## What the exercise asks
Return the whole listing exactly as written.

## Data to use
Segment Open
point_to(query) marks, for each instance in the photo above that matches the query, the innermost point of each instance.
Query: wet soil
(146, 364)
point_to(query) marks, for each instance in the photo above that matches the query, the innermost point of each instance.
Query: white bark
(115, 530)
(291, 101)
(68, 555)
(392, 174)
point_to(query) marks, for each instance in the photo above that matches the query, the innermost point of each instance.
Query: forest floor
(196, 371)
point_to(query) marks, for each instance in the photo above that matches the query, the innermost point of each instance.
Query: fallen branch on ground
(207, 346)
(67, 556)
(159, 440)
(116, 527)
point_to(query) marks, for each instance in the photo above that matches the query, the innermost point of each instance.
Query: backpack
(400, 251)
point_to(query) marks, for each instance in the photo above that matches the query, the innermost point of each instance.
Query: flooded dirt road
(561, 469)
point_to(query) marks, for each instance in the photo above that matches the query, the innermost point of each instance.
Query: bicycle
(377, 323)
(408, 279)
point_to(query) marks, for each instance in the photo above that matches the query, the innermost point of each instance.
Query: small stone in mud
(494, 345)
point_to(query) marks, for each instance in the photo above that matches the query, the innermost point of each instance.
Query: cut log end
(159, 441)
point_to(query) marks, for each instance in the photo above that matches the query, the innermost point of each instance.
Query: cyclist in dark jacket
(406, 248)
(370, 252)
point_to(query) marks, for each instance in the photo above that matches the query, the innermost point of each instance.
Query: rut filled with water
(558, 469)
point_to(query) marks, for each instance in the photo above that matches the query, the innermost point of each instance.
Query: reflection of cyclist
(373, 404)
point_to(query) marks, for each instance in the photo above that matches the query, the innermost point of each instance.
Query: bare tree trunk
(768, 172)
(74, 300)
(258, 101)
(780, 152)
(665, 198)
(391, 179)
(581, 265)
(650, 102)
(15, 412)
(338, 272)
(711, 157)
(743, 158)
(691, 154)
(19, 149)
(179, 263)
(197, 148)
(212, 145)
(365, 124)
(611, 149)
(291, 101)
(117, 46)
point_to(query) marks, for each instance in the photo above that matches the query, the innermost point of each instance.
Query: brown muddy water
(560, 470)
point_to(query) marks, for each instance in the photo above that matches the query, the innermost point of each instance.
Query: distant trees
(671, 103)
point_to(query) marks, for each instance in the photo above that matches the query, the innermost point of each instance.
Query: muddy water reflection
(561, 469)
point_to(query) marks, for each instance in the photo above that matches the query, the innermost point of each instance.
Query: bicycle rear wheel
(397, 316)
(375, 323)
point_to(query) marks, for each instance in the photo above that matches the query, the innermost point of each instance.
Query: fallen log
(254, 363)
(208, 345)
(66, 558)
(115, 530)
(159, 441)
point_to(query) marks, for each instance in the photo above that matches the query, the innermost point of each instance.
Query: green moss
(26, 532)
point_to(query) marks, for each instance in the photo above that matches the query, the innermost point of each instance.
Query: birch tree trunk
Segment Closed
## Worked solution
point_to(query) marks, for each instance in the photo above that matches the query, the innermost point of each instance.
Query: wet soil
(146, 364)
point_to(query) marks, for each instance in the photo above that matches the query, the innermost point of each instance.
Query: white bark
(115, 530)
(291, 101)
(68, 555)
(392, 174)
point_to(query) marks, for each instance in the photo above that matches the query, the innermost point of each instance.
Query: forest floor
(196, 371)
point_to(query) marks, for each instance in the photo above that matches the query, the innermost point of each instance.
Query: fallen branch on ground
(207, 346)
(67, 556)
(159, 440)
(116, 527)
point_to(query) marks, for each instance in the photo above that matches the query, the innermost point of each instance.
Query: backpack
(400, 251)
point_to(query) marks, for each instance in the photo above that matches the query, the innermost point of each instance.
Query: flooded dirt road
(561, 469)
point_to(query) marks, for each instance in the photo above that matches the query, the innermost point of each instance.
Query: bicycle
(377, 323)
(408, 279)
point_to(query) marks, for each instance in the photo above that matches the query, the innermost point of each instance.
Query: small stone in mud
(494, 345)
point_to(query) marks, for each instance in the photo above that matches the query, the innermost point of each instance.
Query: cut log end
(159, 441)
point_to(query) marks, for each instance in the photo above that matches the query, the innermost point of each instance.
Query: cyclist in dark jacket
(406, 248)
(370, 252)
point_to(query) marks, for each instance in the photo above that matches the query, the innermost point of each instance.
Query: rut filled with water
(558, 469)
point_to(query) marks, for each instance in the photo above that matches the query, the innermost point of each instance.
Query: reflection of cyclist
(373, 404)
point_to(query) marks, for each instance in the photo above that matches the query, the innermost point of each instance.
Query: bare tree trunk
(768, 172)
(74, 300)
(258, 101)
(780, 152)
(665, 198)
(391, 179)
(581, 265)
(650, 102)
(15, 412)
(338, 272)
(711, 157)
(743, 158)
(691, 154)
(19, 149)
(179, 263)
(197, 148)
(212, 145)
(365, 124)
(611, 149)
(291, 101)
(117, 46)
point_to(query) marks, for each instance in the photo above that matches the query, the innermost point of each instance.
Query: brown muddy water
(560, 470)
point_to(query) marks, for each instance in the photo above that matches the query, the innermost point of each instance.
Query: distant trees
(671, 103)
point_to(query) marks, for each instance in the photo above that matches the query, the innermost point of each instance.
Query: muddy water reflection
(561, 469)
point_to(query) marks, for each instance in the photo above that matches the query, the innermost point of each instance.
Query: bicycle rear wheel
(397, 316)
(375, 323)
point_to(query) marks, for each instance in the photo above that matches the query, the innermost point of each instance.
Query: fallen log
(254, 363)
(208, 345)
(66, 558)
(115, 530)
(159, 441)
point_to(query) marks, for each instance in the photo above that matches the query, the innermost point of each instance.
Query: green moss
(26, 532)
point_to(query) marks, for each instance in the photo above that matches the query, the innermost point of each instance.
Query: birch tree trunk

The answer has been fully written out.